**PROBLEM STATEMENT**
Copy the lines below as they are; omit the images they contain.

## start

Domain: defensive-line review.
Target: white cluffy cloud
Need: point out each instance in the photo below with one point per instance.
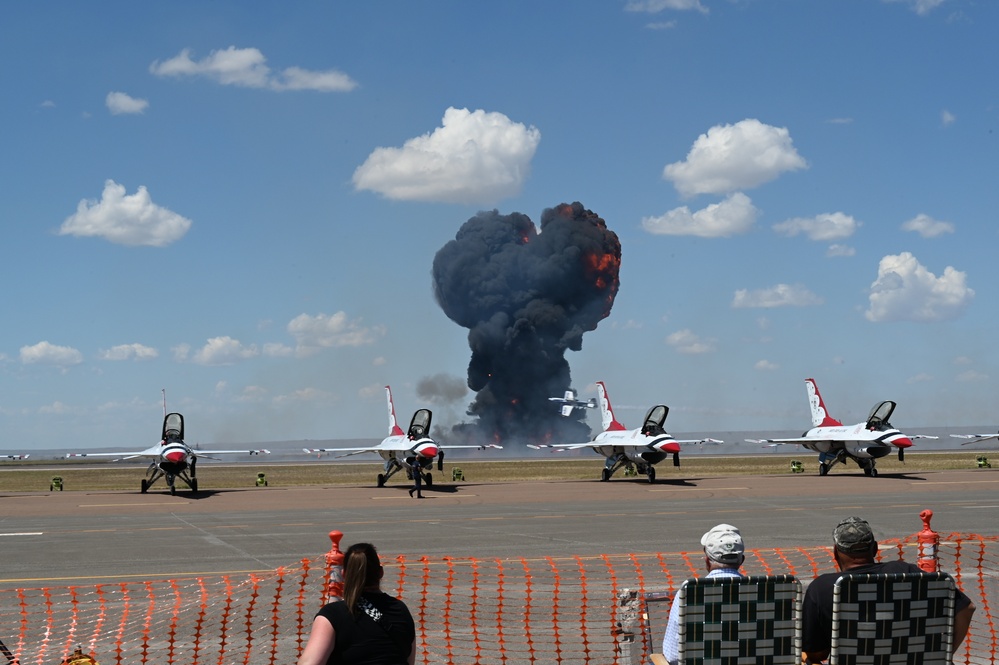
(736, 214)
(921, 7)
(734, 157)
(822, 228)
(927, 227)
(907, 291)
(45, 353)
(247, 67)
(313, 333)
(474, 157)
(224, 351)
(126, 219)
(782, 295)
(688, 342)
(656, 6)
(128, 352)
(119, 103)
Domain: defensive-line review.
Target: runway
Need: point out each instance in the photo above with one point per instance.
(75, 538)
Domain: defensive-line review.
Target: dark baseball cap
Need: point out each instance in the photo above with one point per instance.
(853, 536)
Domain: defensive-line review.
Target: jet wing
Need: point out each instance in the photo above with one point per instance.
(800, 441)
(975, 438)
(350, 451)
(347, 452)
(561, 447)
(131, 455)
(244, 451)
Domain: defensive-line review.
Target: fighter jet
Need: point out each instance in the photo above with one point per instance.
(835, 442)
(636, 449)
(570, 402)
(171, 457)
(412, 450)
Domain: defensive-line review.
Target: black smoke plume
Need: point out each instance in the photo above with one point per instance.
(526, 297)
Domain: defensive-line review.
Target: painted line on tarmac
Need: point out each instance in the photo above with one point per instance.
(955, 482)
(698, 489)
(116, 505)
(409, 498)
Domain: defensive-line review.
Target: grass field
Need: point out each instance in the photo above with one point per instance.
(29, 477)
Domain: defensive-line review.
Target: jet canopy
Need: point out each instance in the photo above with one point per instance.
(173, 427)
(878, 419)
(419, 426)
(654, 419)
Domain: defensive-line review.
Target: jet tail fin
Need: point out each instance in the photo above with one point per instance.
(394, 429)
(820, 417)
(607, 418)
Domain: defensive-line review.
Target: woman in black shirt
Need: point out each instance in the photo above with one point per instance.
(367, 627)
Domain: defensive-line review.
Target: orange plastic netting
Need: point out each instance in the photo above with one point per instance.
(538, 610)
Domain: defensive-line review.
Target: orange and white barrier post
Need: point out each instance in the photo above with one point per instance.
(334, 563)
(929, 541)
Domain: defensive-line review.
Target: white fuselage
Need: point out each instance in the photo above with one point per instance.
(856, 440)
(635, 445)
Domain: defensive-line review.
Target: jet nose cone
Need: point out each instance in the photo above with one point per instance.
(428, 450)
(668, 446)
(902, 441)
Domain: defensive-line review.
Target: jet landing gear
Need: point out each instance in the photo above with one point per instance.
(828, 462)
(393, 466)
(622, 462)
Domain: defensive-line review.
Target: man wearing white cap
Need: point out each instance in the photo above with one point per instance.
(724, 553)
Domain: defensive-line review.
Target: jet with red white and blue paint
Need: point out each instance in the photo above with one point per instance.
(635, 450)
(864, 443)
(413, 450)
(171, 458)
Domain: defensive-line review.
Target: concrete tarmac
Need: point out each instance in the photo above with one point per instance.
(75, 538)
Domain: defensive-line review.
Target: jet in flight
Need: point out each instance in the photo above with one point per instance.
(412, 450)
(835, 442)
(636, 449)
(977, 438)
(570, 402)
(171, 457)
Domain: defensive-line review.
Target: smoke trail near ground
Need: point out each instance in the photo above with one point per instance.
(526, 297)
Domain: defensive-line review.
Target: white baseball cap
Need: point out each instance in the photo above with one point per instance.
(723, 544)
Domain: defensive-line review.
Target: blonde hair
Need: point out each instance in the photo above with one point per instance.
(361, 568)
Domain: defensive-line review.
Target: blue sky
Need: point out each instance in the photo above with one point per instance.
(241, 206)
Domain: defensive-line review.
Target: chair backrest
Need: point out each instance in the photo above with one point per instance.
(909, 615)
(737, 620)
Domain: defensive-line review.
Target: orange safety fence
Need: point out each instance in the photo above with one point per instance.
(554, 609)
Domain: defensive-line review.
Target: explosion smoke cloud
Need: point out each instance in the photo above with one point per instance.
(526, 297)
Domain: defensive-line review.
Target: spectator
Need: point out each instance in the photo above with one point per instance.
(855, 550)
(367, 627)
(723, 556)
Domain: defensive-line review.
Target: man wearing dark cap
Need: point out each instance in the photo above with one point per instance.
(724, 553)
(855, 551)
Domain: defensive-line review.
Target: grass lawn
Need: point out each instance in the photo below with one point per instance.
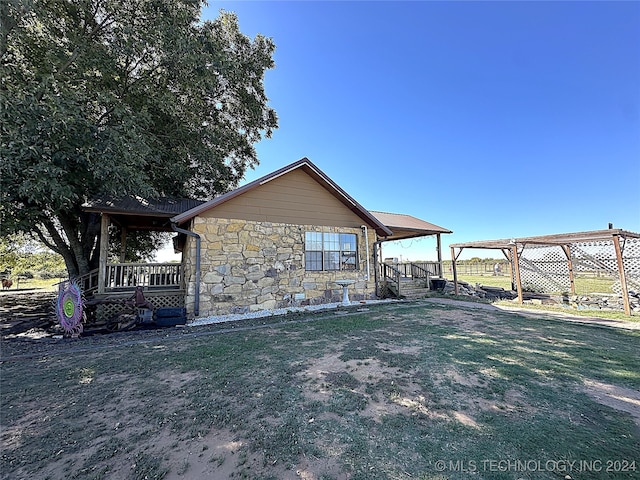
(583, 285)
(397, 391)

## end

**EXERCISE RESPONSE**
Domain: defensive-line review.
Target: white cluffy cloud
Need: point out each instance in the photo below with one point per instance.
(736, 214)
(921, 7)
(734, 157)
(822, 228)
(927, 227)
(907, 291)
(45, 353)
(247, 67)
(313, 333)
(474, 157)
(224, 351)
(126, 219)
(782, 295)
(688, 342)
(656, 6)
(128, 352)
(119, 103)
Domain: defensive-line review.
Target: runway
Need: point out each instance in the photo above with one point per instance.
(75, 538)
Domain: defensive-line review.
Target: dark baseball cap
Need: point out each instance in the photo above with one point per instance.
(853, 536)
Domain: defensive-line review.
Target: jet wing
Need: point out each instance in the photo above with one point per instance.
(800, 441)
(975, 438)
(350, 451)
(347, 452)
(561, 447)
(131, 455)
(244, 451)
Domain: defensive-line review.
Target: fighter jet
Need: point out each instance in the photo above with one point per instance.
(835, 442)
(636, 449)
(570, 402)
(171, 457)
(412, 450)
Domain: defensive-line review.
Target: black smoke plume
Need: point out each instance in the photo above with one point per instance.
(526, 297)
Domain: defensive-line review.
Target: painted line on tarmac
Need: point out each instance in the photo above with one point per instance.
(955, 482)
(698, 489)
(116, 505)
(409, 498)
Domain: defensive-line review.
Target: grass field
Need: point out each instance in the photo above with one point per instance.
(29, 477)
Domain: defensive-line review.
Target: jet canopy
Need: point out each instance in the photo above with one point per instance.
(173, 427)
(878, 419)
(419, 426)
(654, 419)
Domain: defensive-line review.
Target: jet tail fin
Need: point out each instance in the photo above with one point per instance.
(394, 429)
(820, 417)
(607, 418)
Domain: defensive-line review.
Target: woman in black shirt
Need: point out each instance in the photo above with one point per instance.
(367, 627)
Domain: defensive-line review.
Target: orange plastic netting
Need: point out each instance in the photo above with one point per instance.
(538, 610)
Domain: defensive-line review.
Target: orange and white barrier post
Need: point out each instance in the photo above with one point per instance.
(334, 563)
(929, 541)
Domain: defensive-line review.
Target: white fuselage
Need: point out each instance in the photo above with one point per instance.
(856, 440)
(635, 445)
Domain: defensive-line review.
Target: jet nose cone
Need: point out each instance in the photo above with one point per instance.
(428, 450)
(668, 446)
(902, 441)
Domain: defensive-line review.
Target: jet landing gear
Need: point out each instance in the photo above with one point per instance.
(828, 462)
(393, 466)
(622, 462)
Domain: defensive-line review.
Target: man wearing white cap
Need: point out each instance in the photo above with one point per instance.
(724, 553)
Domain: defensive-line review.
Target: jet with red white and blue paint
Need: point out each instance in the photo above with one point per instance.
(635, 450)
(864, 443)
(413, 450)
(171, 458)
Domain: defensive-line review.
Target: concrete tarmac
Need: point out each instance in the photo above with one point per instance.
(75, 538)
Domain: defensive-line review.
Target: jet in flight
Need: point out each instance in the photo above with one point per instance.
(412, 450)
(835, 442)
(636, 449)
(977, 438)
(570, 402)
(171, 457)
Domain: defensive-line review.
Target: smoke trail near ground
Need: point out each instance in the photo above with one point per instance.
(526, 297)
Domain: defensive-line review.
Target: white baseball cap
Need: point out each instance in the photo above with one point per instance.
(723, 544)
Domain: defensive-line review.
Target: blonde hair
Need: point out each instance in the photo above with one point per instance.
(361, 568)
Domain: defensive-line review.
Target: blue sky
Need: point out each instance in the photo above with one point per instance.
(241, 206)
Domain: defensive-line review.
Target: chair backrest
Need: point out each instance in the photo above with one point per instance.
(909, 615)
(737, 620)
Domain: defensive-line review.
Target: orange safety fence
Need: point out each instance in the photo above with one point per instance.
(554, 609)
Domain: defensive-line review.
Target: explosion smoke cloud
Need: point out each instance in the photo above with one point per instance.
(526, 297)
Domain: defensive-line review.
Target: spectator
Need: point out each instance in the photo above with one point per instance.
(855, 550)
(367, 627)
(723, 556)
Domain: defensive-line review.
Target: man wearing dark cap
Need: point out each instance in the photo above with one point per instance.
(724, 553)
(855, 551)
Domain: defensive-line review.
Target: grass lawn
Need: point out each instance in the photo below with one point per instance.
(583, 285)
(397, 391)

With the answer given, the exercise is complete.